→ Required work:
The answer should reproduce the listing below character for character.
=== Section Start ===
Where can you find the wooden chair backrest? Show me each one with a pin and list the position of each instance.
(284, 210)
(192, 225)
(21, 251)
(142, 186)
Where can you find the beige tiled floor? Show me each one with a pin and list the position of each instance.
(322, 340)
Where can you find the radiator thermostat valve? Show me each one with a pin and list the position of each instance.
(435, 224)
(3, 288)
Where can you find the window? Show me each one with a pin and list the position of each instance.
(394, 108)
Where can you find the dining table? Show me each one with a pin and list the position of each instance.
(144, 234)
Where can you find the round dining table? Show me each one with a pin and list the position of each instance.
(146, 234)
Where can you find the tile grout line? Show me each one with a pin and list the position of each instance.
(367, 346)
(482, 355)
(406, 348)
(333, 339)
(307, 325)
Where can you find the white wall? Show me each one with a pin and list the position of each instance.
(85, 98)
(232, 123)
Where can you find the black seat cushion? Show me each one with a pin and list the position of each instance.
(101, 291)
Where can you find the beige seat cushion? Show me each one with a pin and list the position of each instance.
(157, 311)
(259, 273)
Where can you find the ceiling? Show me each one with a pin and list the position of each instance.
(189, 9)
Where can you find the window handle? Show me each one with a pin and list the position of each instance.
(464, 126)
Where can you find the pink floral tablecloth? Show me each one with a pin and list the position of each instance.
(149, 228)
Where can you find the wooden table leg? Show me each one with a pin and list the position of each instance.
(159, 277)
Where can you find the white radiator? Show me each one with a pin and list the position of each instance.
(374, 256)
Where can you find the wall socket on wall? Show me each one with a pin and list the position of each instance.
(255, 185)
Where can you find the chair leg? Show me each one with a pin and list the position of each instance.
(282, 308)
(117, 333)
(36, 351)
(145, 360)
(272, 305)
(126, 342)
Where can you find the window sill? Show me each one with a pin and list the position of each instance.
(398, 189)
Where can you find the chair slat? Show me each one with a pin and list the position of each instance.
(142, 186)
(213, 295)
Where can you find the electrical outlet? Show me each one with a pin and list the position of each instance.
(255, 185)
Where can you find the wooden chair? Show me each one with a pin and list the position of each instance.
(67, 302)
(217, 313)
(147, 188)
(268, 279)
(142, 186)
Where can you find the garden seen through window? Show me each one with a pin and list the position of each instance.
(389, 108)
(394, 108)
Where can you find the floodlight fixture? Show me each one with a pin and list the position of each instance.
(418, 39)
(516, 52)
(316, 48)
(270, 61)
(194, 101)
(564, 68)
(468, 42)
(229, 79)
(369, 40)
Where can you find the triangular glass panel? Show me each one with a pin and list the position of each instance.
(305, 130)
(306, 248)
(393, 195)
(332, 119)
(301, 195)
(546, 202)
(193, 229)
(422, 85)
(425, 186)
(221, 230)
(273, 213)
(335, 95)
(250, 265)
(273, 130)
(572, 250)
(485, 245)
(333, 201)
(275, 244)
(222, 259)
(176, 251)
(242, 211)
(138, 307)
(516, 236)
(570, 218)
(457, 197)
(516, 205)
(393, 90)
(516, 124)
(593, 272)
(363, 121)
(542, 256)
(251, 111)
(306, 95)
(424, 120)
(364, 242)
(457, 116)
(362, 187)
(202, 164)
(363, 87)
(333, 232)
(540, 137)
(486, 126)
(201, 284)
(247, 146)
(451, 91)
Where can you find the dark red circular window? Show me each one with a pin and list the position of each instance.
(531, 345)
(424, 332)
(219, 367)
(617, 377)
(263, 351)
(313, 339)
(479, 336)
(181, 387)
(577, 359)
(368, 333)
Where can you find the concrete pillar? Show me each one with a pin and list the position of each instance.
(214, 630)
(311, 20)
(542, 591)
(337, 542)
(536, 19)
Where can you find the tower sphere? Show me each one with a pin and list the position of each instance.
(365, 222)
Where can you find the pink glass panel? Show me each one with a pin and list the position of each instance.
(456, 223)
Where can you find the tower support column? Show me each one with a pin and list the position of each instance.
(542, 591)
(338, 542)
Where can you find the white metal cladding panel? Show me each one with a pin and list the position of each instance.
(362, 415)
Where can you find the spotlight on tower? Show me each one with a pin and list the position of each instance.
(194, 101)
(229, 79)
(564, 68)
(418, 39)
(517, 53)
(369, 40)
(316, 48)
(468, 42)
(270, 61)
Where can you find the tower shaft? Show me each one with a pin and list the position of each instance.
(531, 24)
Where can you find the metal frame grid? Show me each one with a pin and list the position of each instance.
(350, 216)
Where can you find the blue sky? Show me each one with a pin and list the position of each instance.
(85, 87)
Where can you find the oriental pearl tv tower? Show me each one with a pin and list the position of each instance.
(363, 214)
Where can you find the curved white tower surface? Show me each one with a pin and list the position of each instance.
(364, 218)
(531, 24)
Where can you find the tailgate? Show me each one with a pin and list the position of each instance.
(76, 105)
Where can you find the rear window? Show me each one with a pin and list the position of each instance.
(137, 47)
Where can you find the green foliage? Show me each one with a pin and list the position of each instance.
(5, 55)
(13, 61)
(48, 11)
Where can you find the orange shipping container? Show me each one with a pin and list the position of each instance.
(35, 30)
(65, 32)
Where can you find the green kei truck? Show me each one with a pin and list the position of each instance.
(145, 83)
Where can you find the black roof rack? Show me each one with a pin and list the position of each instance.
=== Section End ===
→ Exercise solution:
Where can you find the wooden chair backrest? Show me each one with a pin and list the position of each instance.
(284, 210)
(192, 225)
(21, 251)
(142, 186)
Where can you find the beige tiled floor? Show me each one with a pin and list the position of each instance.
(322, 340)
Where can you find the radiator thermostat valve? Show me each one with a pin and list the position of each instance.
(435, 224)
(3, 288)
Where can you find the window? Show me each one with a pin and list the position of each instance.
(394, 108)
Where can you find the dining table? Show me each one with a pin and list the position of each instance.
(144, 234)
Where can you find the round dining table? Show me each one with a pin and list the position of each instance.
(146, 234)
Where can you find the tile grout line? Show me each one with a pin and list the position of each instance.
(367, 346)
(482, 355)
(406, 348)
(333, 339)
(307, 325)
Where can you find the white wall? Show me each one with a pin and list the position of each instance.
(85, 98)
(232, 123)
Where can you find the black seat cushion? Show me each one with a pin and list the position of each instance.
(101, 291)
Where can you find the beige seat cushion? Show me each one with a pin and list the position of each instance.
(157, 311)
(259, 273)
Where can you find the ceiling? Show me each one with a pin and list the position of each instance.
(189, 9)
Where can you find the window handle? Show me each one with a pin and list the position of each instance.
(464, 126)
Where can you find the pink floral tablecloth? Show me each one with a pin and list the position of each instance.
(149, 228)
Where can you find the wooden table leg? Show me each one with a pin and list the position of each instance.
(159, 277)
Where can you find the white radiator? Show me each one with a pin and list the position of each instance.
(374, 256)
Where can you find the wall socket on wall? Show me each one with a pin and list the position of each instance.
(255, 185)
Where can you find the chair leg? Show me each one with a pin and list the position of each instance.
(282, 308)
(117, 333)
(36, 351)
(145, 360)
(272, 305)
(126, 342)
Where can you find the window sill? Show me each one with a pin and list the position of each instance.
(398, 189)
Where can you find the chair slat? Show me each one with a pin and list the position of each instance.
(142, 186)
(213, 295)
Where can you find the electrical outlet? Show me each one with a pin and list the position of each instance.
(255, 185)
Where can you find the wooden chair? Show me each one with a pin and list the position of each instance.
(67, 302)
(217, 313)
(147, 188)
(268, 279)
(142, 186)
Where can you find the garden seen through window? Show me each one with a pin and list the position of each instance.
(389, 108)
(394, 108)
Where can you find the floodlight fixture? Show me each one with a pin and list the position of each instance.
(418, 39)
(516, 52)
(316, 48)
(270, 61)
(194, 101)
(564, 68)
(468, 42)
(229, 79)
(369, 40)
Where can you find the triangular glass panel? Show me each one with a pin and list the position of each instance.
(305, 130)
(306, 248)
(393, 195)
(332, 119)
(301, 195)
(546, 202)
(193, 229)
(422, 85)
(425, 186)
(221, 230)
(273, 213)
(335, 95)
(250, 265)
(273, 130)
(572, 250)
(485, 245)
(333, 201)
(275, 244)
(222, 259)
(176, 251)
(242, 211)
(138, 307)
(516, 236)
(570, 218)
(457, 197)
(516, 205)
(393, 90)
(516, 124)
(593, 272)
(363, 121)
(542, 256)
(251, 111)
(306, 95)
(424, 120)
(364, 242)
(457, 116)
(362, 187)
(202, 164)
(363, 87)
(333, 232)
(540, 137)
(486, 126)
(201, 284)
(247, 146)
(451, 91)
Where can you find the dark red circular window? Show me each one with a pin and list the position of each instance.
(531, 345)
(424, 332)
(219, 367)
(617, 377)
(263, 351)
(313, 339)
(479, 336)
(181, 387)
(577, 359)
(368, 333)
Where can you find the concrete pillar? Show me each one with a pin and list the position of each instance.
(214, 630)
(311, 20)
(542, 591)
(337, 542)
(536, 19)
Where can you find the tower sphere? Show me each one with a pin and list the position of each instance.
(365, 222)
Where can you find the pink glass panel? Show me each one with a pin and list the position of each instance.
(456, 223)
Where can you find the tower support column? Show me each one with a pin and list the position of each instance.
(542, 591)
(338, 542)
Where can you find the white metal cladding panel? Show me each one with a pin and list the position of each instance.
(362, 415)
Where can you find the spotlight on tower? Show me each one with a pin and list the position of each instance.
(194, 101)
(229, 79)
(564, 68)
(418, 39)
(517, 53)
(369, 40)
(316, 48)
(468, 42)
(270, 61)
Where can you find the tower shaft? Show me each one with a pin and list the position of each instance.
(531, 24)
Where can you find the metal frame grid? Show me each one with a pin and list the position of each instance.
(350, 216)
Where can you find the blue sky? Show me each one with a pin and list the position of each instance.
(85, 87)
Where can you find the oriental pearl tv tower? Show me each one with a pin and list the position of each instance.
(363, 214)
Where can you find the curved white tower surface? Show me each one with a pin and list the position of each instance.
(364, 218)
(531, 24)
Where can you find the tailgate? Show me each one with a pin and list the position of each instance.
(76, 105)
Where can you find the rear window? Show me each one with a pin and list the position of each instance.
(137, 47)
Where can you find the green foliage? Show me each one with a pin and list the position of each instance.
(5, 55)
(13, 61)
(48, 11)
Where can you find the orange shipping container? Show me each one with a pin and list the position of each instance.
(35, 30)
(65, 32)
Where can you find the green kei truck? Show me each one with a pin and list the position of each instance.
(145, 83)
Where can you find the black roof rack? Show me each one with a pin and list the position of each instance.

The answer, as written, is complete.